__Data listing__
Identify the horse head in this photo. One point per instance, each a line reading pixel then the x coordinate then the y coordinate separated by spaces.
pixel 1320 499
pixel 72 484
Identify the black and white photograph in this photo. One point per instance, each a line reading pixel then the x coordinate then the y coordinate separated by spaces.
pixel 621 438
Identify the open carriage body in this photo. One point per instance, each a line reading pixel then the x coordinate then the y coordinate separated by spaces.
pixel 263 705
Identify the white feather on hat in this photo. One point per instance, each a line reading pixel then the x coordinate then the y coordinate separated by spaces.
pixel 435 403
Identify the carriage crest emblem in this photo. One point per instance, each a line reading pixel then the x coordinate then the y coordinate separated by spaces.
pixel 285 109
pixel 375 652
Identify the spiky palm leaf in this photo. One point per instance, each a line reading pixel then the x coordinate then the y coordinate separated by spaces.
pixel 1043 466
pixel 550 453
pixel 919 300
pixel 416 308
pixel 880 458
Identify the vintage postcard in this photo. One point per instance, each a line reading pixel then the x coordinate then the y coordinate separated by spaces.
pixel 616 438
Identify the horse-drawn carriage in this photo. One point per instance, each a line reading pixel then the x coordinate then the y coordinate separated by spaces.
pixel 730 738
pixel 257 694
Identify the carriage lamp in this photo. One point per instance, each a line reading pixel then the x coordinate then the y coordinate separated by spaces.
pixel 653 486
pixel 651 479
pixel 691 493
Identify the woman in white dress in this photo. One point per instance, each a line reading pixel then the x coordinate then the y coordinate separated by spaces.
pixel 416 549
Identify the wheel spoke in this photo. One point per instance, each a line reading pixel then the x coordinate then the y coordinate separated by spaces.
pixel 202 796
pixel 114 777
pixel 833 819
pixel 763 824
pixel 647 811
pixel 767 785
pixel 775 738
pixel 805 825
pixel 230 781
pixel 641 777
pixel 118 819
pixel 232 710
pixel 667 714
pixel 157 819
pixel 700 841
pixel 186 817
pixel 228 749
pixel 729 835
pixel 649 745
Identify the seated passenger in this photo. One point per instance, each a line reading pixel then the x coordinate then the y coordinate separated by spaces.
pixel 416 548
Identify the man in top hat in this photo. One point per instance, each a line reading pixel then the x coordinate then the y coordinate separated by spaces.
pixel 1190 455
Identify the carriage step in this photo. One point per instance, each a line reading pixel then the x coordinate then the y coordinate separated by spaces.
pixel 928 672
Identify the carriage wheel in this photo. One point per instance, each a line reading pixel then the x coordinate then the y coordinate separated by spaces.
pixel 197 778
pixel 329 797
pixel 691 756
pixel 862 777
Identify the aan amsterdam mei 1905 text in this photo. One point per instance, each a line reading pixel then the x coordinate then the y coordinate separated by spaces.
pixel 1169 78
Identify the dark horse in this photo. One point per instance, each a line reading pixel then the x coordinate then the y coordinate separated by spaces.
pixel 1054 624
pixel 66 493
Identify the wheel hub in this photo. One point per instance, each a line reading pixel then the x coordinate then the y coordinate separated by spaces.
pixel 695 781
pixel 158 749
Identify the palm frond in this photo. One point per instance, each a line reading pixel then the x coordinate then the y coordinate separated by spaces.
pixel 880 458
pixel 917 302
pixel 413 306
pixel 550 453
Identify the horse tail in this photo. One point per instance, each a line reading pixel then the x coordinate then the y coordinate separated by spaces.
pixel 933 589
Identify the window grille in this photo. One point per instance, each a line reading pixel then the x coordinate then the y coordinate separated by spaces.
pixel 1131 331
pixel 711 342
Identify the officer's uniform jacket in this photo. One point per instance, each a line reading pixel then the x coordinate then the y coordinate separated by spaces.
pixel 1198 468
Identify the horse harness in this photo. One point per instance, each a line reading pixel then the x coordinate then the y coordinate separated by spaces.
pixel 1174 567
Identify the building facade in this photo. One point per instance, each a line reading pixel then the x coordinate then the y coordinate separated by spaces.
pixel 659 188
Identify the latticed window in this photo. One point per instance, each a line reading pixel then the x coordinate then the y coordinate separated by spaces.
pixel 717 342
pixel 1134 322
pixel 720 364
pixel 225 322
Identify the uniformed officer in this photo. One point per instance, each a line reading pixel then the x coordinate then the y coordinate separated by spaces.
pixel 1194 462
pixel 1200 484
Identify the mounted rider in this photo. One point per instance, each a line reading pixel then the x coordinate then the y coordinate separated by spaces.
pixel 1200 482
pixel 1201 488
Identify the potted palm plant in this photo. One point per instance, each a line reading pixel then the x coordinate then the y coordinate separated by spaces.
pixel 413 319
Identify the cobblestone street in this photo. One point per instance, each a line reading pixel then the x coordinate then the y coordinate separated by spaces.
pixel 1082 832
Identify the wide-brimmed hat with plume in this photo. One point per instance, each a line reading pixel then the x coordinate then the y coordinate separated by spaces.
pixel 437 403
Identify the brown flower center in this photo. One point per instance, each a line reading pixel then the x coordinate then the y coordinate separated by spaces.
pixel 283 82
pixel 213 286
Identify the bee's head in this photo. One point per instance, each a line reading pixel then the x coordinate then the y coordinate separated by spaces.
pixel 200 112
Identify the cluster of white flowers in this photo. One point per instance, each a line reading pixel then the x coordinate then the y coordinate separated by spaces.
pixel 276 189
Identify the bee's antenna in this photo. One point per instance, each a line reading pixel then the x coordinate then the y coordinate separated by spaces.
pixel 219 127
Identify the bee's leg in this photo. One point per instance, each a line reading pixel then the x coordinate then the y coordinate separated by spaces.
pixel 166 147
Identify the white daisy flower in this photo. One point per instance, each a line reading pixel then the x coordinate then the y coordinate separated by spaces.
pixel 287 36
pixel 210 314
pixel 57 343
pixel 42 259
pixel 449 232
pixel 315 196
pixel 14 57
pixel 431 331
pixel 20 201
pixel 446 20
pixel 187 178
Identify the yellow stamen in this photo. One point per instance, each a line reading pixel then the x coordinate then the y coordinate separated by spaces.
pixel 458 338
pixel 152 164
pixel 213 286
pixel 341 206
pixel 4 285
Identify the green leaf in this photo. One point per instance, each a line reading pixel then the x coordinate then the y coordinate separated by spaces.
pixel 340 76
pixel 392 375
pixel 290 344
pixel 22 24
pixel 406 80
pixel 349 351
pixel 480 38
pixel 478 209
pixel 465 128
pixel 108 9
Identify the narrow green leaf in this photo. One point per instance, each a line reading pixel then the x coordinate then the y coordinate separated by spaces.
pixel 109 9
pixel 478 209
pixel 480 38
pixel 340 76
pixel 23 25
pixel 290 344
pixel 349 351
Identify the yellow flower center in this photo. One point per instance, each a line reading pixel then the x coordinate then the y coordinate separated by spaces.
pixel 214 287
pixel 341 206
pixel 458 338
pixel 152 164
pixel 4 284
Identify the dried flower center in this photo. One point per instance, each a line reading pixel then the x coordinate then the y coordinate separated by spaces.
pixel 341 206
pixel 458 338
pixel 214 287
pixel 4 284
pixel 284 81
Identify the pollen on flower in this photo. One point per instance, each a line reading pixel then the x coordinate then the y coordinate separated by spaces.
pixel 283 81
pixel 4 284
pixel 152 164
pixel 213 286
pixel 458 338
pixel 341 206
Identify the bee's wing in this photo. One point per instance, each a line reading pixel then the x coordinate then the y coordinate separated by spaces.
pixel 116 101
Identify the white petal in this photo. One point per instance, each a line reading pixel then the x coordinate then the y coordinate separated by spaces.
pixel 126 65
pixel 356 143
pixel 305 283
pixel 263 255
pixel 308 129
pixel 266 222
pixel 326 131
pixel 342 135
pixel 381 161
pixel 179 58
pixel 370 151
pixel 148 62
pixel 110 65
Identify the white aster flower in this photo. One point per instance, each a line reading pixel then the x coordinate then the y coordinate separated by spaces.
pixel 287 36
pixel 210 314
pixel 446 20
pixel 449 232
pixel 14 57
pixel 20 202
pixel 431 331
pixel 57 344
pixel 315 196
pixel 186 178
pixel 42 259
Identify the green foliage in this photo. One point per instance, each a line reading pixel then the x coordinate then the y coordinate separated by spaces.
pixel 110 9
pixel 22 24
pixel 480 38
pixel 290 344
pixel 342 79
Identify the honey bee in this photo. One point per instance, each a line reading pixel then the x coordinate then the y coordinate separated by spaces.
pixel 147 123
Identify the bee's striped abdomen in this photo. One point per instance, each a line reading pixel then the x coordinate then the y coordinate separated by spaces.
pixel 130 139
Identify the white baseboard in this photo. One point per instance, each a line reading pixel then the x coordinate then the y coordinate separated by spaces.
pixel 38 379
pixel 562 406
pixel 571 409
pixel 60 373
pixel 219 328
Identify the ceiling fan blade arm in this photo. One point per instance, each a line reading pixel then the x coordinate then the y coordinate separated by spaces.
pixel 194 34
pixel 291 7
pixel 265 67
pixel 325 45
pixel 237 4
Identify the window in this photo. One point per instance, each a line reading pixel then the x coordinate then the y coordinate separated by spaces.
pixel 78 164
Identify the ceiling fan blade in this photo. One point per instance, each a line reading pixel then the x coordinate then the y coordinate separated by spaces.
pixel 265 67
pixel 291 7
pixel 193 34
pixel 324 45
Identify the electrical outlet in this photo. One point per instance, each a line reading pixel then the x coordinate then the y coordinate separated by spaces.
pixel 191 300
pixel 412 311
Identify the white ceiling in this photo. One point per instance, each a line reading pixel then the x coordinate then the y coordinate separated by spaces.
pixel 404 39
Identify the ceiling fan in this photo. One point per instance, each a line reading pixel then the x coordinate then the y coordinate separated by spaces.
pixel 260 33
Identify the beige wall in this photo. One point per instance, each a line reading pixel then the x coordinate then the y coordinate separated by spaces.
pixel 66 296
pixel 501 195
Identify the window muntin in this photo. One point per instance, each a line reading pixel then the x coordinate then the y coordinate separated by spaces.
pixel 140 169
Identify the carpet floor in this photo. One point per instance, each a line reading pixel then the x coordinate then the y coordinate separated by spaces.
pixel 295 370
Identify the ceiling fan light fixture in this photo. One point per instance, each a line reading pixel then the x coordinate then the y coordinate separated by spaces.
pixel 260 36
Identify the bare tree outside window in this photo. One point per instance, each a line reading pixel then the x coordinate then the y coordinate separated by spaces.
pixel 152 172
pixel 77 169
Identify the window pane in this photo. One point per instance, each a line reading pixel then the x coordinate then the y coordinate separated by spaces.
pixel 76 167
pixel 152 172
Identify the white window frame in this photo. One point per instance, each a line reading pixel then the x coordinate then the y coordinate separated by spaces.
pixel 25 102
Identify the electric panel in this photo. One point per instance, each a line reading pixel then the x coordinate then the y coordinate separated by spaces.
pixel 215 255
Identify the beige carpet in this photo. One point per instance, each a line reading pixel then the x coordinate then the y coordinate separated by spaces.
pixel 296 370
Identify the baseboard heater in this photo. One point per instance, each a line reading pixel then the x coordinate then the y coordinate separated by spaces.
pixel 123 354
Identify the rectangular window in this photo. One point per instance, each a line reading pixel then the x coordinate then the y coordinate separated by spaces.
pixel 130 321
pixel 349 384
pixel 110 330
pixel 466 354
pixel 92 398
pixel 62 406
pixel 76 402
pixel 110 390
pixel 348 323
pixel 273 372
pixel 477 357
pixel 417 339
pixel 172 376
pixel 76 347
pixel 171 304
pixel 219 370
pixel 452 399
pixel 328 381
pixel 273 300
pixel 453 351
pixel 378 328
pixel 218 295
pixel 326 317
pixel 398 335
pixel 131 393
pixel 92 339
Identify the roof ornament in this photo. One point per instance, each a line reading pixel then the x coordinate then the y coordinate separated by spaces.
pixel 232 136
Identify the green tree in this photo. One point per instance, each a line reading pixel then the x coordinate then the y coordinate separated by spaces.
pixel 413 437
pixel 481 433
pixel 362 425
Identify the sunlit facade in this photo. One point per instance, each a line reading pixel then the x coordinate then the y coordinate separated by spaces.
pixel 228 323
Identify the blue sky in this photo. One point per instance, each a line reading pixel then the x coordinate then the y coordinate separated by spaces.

__Work required__
Please turn the lines of the data listing above, starting at the line containing "Identify the latticed" and ending at the line containing "pixel 413 319", into a numbered list, leaving out any blank lines.

__The output__
1. Identify the latticed window in this photo. One point per instance, each a line reading pixel then the x coordinate then the y coordinate separated by spaces.
2. pixel 717 342
3. pixel 1134 322
4. pixel 720 364
5. pixel 225 322
6. Identify the uniformed officer in this photo. One point per instance, each a line reading pixel then the x coordinate then the y coordinate separated by spaces.
7. pixel 1194 462
8. pixel 1200 484
9. Identify the mounted rider in this photo. One point per instance, each a line reading pixel then the x coordinate then the y coordinate separated by spaces.
10. pixel 1200 482
11. pixel 1201 488
12. Identify the potted palm plant in this photo. One point per instance, each a line reading pixel then the x coordinate then the y coordinate separated by spaces.
13. pixel 413 319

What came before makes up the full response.